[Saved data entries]
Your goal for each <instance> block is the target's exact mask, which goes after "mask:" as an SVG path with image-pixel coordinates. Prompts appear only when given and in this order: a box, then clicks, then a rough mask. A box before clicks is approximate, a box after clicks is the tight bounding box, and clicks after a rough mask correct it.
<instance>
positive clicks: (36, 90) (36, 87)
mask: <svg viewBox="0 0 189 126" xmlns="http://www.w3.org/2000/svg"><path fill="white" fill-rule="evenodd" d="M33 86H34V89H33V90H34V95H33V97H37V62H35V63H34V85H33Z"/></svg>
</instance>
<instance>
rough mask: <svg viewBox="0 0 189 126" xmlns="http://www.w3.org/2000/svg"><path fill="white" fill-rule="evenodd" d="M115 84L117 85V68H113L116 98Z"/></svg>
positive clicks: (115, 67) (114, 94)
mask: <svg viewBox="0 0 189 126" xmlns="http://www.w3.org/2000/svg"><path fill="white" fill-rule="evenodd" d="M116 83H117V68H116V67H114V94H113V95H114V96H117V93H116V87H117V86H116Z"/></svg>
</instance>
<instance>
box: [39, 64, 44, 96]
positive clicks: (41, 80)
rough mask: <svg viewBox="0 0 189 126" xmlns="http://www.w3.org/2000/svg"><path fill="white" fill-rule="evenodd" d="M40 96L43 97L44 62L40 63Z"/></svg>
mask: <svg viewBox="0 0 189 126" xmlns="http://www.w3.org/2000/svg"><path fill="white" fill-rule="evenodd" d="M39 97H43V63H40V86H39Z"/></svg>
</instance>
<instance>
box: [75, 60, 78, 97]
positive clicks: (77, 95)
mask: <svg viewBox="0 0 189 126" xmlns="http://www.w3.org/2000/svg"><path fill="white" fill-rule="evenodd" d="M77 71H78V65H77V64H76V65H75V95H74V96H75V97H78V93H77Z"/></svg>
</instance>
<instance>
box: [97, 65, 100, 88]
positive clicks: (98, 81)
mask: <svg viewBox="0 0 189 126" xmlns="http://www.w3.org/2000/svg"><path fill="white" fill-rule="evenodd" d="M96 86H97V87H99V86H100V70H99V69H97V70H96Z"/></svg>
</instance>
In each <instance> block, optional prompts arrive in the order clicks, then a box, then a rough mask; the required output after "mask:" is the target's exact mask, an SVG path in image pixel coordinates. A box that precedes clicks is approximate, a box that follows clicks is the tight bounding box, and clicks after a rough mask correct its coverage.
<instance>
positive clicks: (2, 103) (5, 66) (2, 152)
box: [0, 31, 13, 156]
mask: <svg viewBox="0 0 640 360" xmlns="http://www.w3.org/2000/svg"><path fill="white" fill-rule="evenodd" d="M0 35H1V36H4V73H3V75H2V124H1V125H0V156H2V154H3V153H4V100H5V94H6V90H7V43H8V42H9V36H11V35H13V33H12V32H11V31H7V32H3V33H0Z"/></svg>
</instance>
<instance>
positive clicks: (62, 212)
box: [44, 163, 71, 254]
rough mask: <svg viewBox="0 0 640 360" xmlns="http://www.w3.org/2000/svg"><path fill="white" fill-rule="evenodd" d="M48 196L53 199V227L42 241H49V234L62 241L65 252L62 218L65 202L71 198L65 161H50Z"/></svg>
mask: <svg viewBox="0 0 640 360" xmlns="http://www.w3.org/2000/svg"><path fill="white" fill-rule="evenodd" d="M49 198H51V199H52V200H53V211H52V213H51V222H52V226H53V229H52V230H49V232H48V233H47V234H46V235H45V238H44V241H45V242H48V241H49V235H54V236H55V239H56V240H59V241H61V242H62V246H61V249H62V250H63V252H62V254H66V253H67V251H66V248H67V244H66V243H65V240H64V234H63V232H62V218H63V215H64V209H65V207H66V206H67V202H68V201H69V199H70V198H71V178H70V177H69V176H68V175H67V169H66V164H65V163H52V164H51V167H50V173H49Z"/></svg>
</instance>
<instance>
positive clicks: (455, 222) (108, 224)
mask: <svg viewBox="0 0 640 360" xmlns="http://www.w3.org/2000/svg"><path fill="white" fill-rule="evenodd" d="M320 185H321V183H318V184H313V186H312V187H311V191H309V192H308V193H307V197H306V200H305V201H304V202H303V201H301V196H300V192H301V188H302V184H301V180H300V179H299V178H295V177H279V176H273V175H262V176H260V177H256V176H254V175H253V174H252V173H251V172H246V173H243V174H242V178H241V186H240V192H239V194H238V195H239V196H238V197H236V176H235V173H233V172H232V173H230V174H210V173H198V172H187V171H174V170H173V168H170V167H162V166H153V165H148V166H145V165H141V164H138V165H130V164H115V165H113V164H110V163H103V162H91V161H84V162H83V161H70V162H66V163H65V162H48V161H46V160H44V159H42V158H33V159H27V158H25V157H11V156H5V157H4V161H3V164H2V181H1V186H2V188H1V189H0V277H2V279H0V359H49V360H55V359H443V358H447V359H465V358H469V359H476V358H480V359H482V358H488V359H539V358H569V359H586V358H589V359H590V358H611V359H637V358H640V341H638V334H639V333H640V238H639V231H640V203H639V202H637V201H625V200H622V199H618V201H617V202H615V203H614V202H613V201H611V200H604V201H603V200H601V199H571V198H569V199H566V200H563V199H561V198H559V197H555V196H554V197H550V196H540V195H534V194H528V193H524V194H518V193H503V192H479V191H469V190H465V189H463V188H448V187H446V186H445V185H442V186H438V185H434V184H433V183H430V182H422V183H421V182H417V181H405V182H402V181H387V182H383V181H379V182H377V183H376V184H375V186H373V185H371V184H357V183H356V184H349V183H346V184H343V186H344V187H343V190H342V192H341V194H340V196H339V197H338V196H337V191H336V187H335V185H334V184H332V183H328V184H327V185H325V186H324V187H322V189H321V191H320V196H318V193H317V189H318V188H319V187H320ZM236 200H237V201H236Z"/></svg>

§ **Task objective**
Pull out every line above that contains the word "positive", treating uppercase and lowercase letters as different.

§ **Problem solution**
positive clicks: (36, 90) (36, 87)
positive clicks: (115, 67) (114, 94)
positive clicks: (41, 80)
positive clicks: (77, 95)
positive clicks: (98, 81)
positive clicks: (2, 103) (5, 66) (2, 152)
positive clicks: (62, 212)
positive clicks: (455, 222) (108, 224)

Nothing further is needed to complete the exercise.